━━━ Supplied data
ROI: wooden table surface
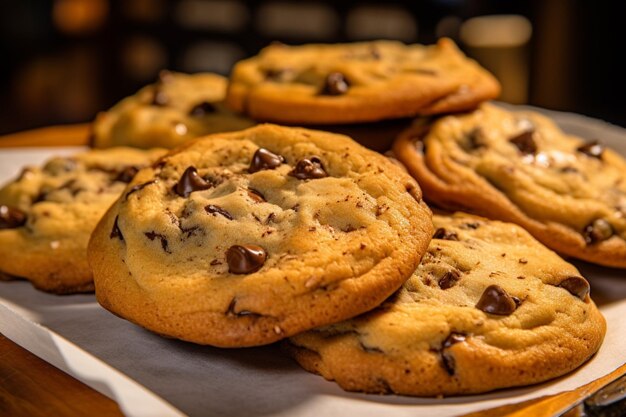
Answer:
[0,124,626,417]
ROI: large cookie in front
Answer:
[89,125,432,347]
[393,103,626,268]
[285,214,606,396]
[91,71,254,148]
[0,148,163,294]
[226,39,500,124]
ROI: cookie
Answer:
[89,125,432,347]
[285,214,606,396]
[393,103,626,268]
[0,148,163,294]
[226,38,500,124]
[91,71,254,148]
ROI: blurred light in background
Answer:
[174,0,250,32]
[180,41,246,74]
[459,15,532,104]
[346,5,417,43]
[52,0,109,34]
[255,1,339,41]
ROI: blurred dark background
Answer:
[0,0,626,134]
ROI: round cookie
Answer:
[91,71,254,148]
[0,148,163,294]
[89,125,432,347]
[285,214,606,396]
[393,103,626,268]
[226,38,500,124]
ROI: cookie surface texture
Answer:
[226,38,500,124]
[89,125,432,347]
[91,71,254,148]
[394,103,626,268]
[0,148,163,294]
[285,214,605,396]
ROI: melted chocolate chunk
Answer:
[509,130,537,155]
[476,285,517,316]
[150,88,170,107]
[189,101,217,117]
[0,204,26,230]
[247,188,267,203]
[204,204,233,220]
[441,333,465,376]
[438,269,461,290]
[289,156,328,180]
[576,140,604,159]
[559,276,590,300]
[433,227,459,240]
[226,245,267,274]
[125,180,157,200]
[265,68,293,82]
[114,165,139,184]
[321,72,350,96]
[144,230,172,253]
[248,148,285,174]
[174,166,211,198]
[583,219,615,245]
[109,216,124,242]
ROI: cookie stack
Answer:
[0,39,626,396]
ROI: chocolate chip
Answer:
[441,333,465,376]
[576,140,604,159]
[226,245,267,274]
[125,180,157,200]
[204,204,233,220]
[174,166,211,198]
[0,204,26,230]
[559,276,590,300]
[583,219,614,245]
[246,188,267,203]
[189,101,217,117]
[150,88,169,107]
[321,72,349,96]
[109,216,124,242]
[226,298,261,317]
[289,156,328,180]
[509,130,537,155]
[438,269,461,290]
[476,285,517,316]
[433,227,459,240]
[248,148,285,174]
[144,230,172,253]
[467,128,487,150]
[114,165,139,184]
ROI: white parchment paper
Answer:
[0,108,626,417]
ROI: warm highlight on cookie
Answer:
[226,38,500,124]
[393,104,626,268]
[91,71,254,148]
[89,125,432,347]
[285,214,606,396]
[0,148,163,294]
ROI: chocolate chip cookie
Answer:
[0,148,163,294]
[91,71,254,148]
[89,125,432,347]
[285,214,606,396]
[226,38,500,124]
[393,103,626,268]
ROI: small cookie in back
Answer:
[91,71,254,148]
[226,38,500,124]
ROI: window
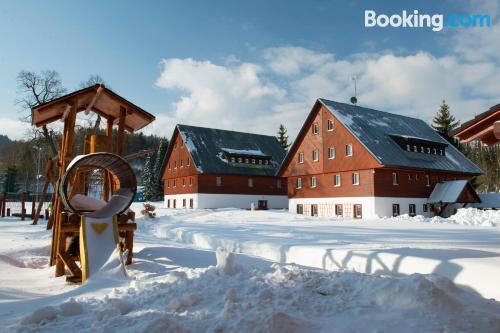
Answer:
[333,174,340,187]
[353,205,363,219]
[408,204,417,216]
[328,147,335,159]
[335,204,344,216]
[312,123,319,135]
[352,172,359,185]
[392,172,398,185]
[313,149,319,162]
[299,153,304,163]
[345,143,352,156]
[392,204,399,216]
[326,119,333,131]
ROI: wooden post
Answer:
[2,192,7,217]
[21,192,26,221]
[116,106,127,156]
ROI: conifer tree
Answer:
[432,100,460,145]
[142,155,155,201]
[278,124,290,150]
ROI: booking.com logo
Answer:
[365,10,491,31]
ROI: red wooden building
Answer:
[278,99,481,218]
[163,125,288,209]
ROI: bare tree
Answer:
[80,74,106,134]
[16,70,66,155]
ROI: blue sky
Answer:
[0,1,500,137]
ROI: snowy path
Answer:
[0,207,500,333]
[140,209,500,299]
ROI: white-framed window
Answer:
[299,153,304,164]
[326,119,334,132]
[333,173,340,187]
[352,172,359,185]
[313,149,319,162]
[328,147,335,160]
[345,143,352,156]
[392,172,398,185]
[312,123,319,135]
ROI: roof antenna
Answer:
[351,75,358,105]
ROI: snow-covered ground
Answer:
[0,206,500,332]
━━━━━━
Work to be completed: Lay out all of the lines above as a Markdown table with two columns, "Row" for the row number and "Text" for the line, skipping any blank lines. Leave the pictures out of your answer.

Finished answer:
| Row | Text |
|---|---|
| 1 | ROI: wooden table surface |
| 2 | Answer: |
| 3 | [0,124,626,417] |
| 4 | ROI: large cookie in front |
| 5 | Answer: |
| 6 | [89,125,432,347] |
| 7 | [393,103,626,268] |
| 8 | [285,214,606,396] |
| 9 | [91,71,254,148] |
| 10 | [0,148,163,294] |
| 11 | [226,39,500,124] |
| 12 | ROI: cookie |
| 13 | Answer: |
| 14 | [89,125,432,347] |
| 15 | [285,214,606,396] |
| 16 | [393,103,626,268] |
| 17 | [0,148,163,294] |
| 18 | [226,38,500,124] |
| 19 | [91,71,254,148] |
| 20 | ROI: blurred light in background |
| 21 | Answer: |
| 22 | [174,0,250,32] |
| 23 | [180,41,246,74] |
| 24 | [459,15,532,104] |
| 25 | [346,5,417,43] |
| 26 | [52,0,109,34] |
| 27 | [255,1,339,41] |
| 28 | ROI: blurred dark background |
| 29 | Answer: |
| 30 | [0,0,626,134] |
| 31 | ROI: round cookie |
| 32 | Answer: |
| 33 | [91,71,254,148] |
| 34 | [0,148,163,294] |
| 35 | [89,125,432,347] |
| 36 | [285,214,606,396] |
| 37 | [393,103,626,268] |
| 38 | [226,38,500,124] |
| 39 | ROI: cookie surface texture |
| 40 | Answer: |
| 41 | [226,38,500,124] |
| 42 | [89,125,432,347] |
| 43 | [91,71,254,148] |
| 44 | [394,103,626,268] |
| 45 | [0,148,163,294] |
| 46 | [285,214,605,396] |
| 47 | ROI: melted chocolate chunk |
| 48 | Answer: |
| 49 | [509,130,537,155] |
| 50 | [476,285,517,316] |
| 51 | [150,88,170,107] |
| 52 | [189,101,217,117] |
| 53 | [0,204,26,230] |
| 54 | [247,188,267,203] |
| 55 | [204,204,233,220] |
| 56 | [441,333,465,376] |
| 57 | [438,269,461,290] |
| 58 | [289,156,328,180] |
| 59 | [576,140,604,159] |
| 60 | [559,276,590,300] |
| 61 | [433,227,459,240] |
| 62 | [226,245,267,274] |
| 63 | [125,180,157,200] |
| 64 | [265,68,293,82] |
| 65 | [114,165,139,184] |
| 66 | [321,72,350,96] |
| 67 | [144,230,172,253] |
| 68 | [248,148,285,174] |
| 69 | [174,166,211,198] |
| 70 | [583,219,615,245] |
| 71 | [109,216,124,242] |
| 72 | ROI: cookie stack |
| 73 | Answer: |
| 74 | [0,39,626,396] |
| 75 | ROI: chocolate chip |
| 76 | Answer: |
| 77 | [441,333,465,376] |
| 78 | [576,140,604,159] |
| 79 | [226,245,267,274] |
| 80 | [125,180,157,200] |
| 81 | [204,204,233,220] |
| 82 | [174,166,211,198] |
| 83 | [0,204,26,230] |
| 84 | [559,276,590,300] |
| 85 | [583,219,614,245] |
| 86 | [246,188,267,203] |
| 87 | [189,101,217,117] |
| 88 | [150,88,169,107] |
| 89 | [321,72,349,96] |
| 90 | [109,216,124,242] |
| 91 | [226,298,261,317] |
| 92 | [289,156,328,180] |
| 93 | [509,130,537,155] |
| 94 | [438,269,461,290] |
| 95 | [476,285,517,316] |
| 96 | [433,227,459,240] |
| 97 | [248,148,285,174] |
| 98 | [144,230,172,253] |
| 99 | [467,128,487,150] |
| 100 | [114,165,139,184] |
| 101 | ROI: white parchment paper |
| 102 | Answer: |
| 103 | [0,108,626,417] |
| 104 | ROI: warm highlight on cookie |
| 105 | Answer: |
| 106 | [226,38,500,124] |
| 107 | [393,104,626,268] |
| 108 | [91,71,254,148] |
| 109 | [89,125,432,347] |
| 110 | [285,214,606,396] |
| 111 | [0,148,163,294] |
| 112 | ROI: chocolate chip cookie |
| 113 | Answer: |
| 114 | [0,148,163,294] |
| 115 | [91,71,254,148] |
| 116 | [89,125,432,347] |
| 117 | [285,214,606,396] |
| 118 | [226,38,500,124] |
| 119 | [393,103,626,268] |
| 120 | ROI: small cookie in back |
| 121 | Answer: |
| 122 | [91,71,254,148] |
| 123 | [226,38,500,124] |
| 124 | ROI: window |
| 125 | Answer: |
| 126 | [333,174,340,187] |
| 127 | [353,205,363,219] |
| 128 | [408,204,417,216] |
| 129 | [328,147,335,159] |
| 130 | [335,204,344,216] |
| 131 | [312,123,319,135] |
| 132 | [352,172,359,185] |
| 133 | [392,172,398,185] |
| 134 | [313,149,319,162] |
| 135 | [299,153,304,163] |
| 136 | [345,143,352,156] |
| 137 | [392,204,399,216] |
| 138 | [326,119,333,131] |
| 139 | ROI: wooden post |
| 140 | Answer: |
| 141 | [2,192,7,217] |
| 142 | [21,192,26,221] |
| 143 | [116,106,127,156] |
| 144 | ROI: conifer tree |
| 145 | Answer: |
| 146 | [432,100,460,145] |
| 147 | [142,155,155,201] |
| 148 | [278,124,290,150] |
| 149 | ROI: booking.com logo |
| 150 | Answer: |
| 151 | [365,10,491,31] |
| 152 | ROI: red wooden building |
| 153 | Answer: |
| 154 | [278,99,481,218] |
| 155 | [163,125,288,209] |
| 156 | ROI: bare tree |
| 157 | Answer: |
| 158 | [80,74,106,134] |
| 159 | [16,70,66,155] |
| 160 | ROI: blue sky |
| 161 | Answer: |
| 162 | [0,1,500,137] |
| 163 | ROI: snowy path |
| 164 | Answer: |
| 165 | [0,207,500,333] |
| 166 | [140,209,500,299] |
| 167 | ROI: white-framed window |
| 168 | Answer: |
| 169 | [299,153,304,164] |
| 170 | [326,119,334,132] |
| 171 | [333,173,340,187] |
| 172 | [352,172,359,185] |
| 173 | [313,149,319,162] |
| 174 | [328,147,335,160] |
| 175 | [345,143,352,156] |
| 176 | [392,172,398,185] |
| 177 | [312,123,319,135] |
| 178 | ROI: roof antenna |
| 179 | Answer: |
| 180 | [351,75,358,105] |
| 181 | ROI: snow-covered ground |
| 182 | Answer: |
| 183 | [0,206,500,332] |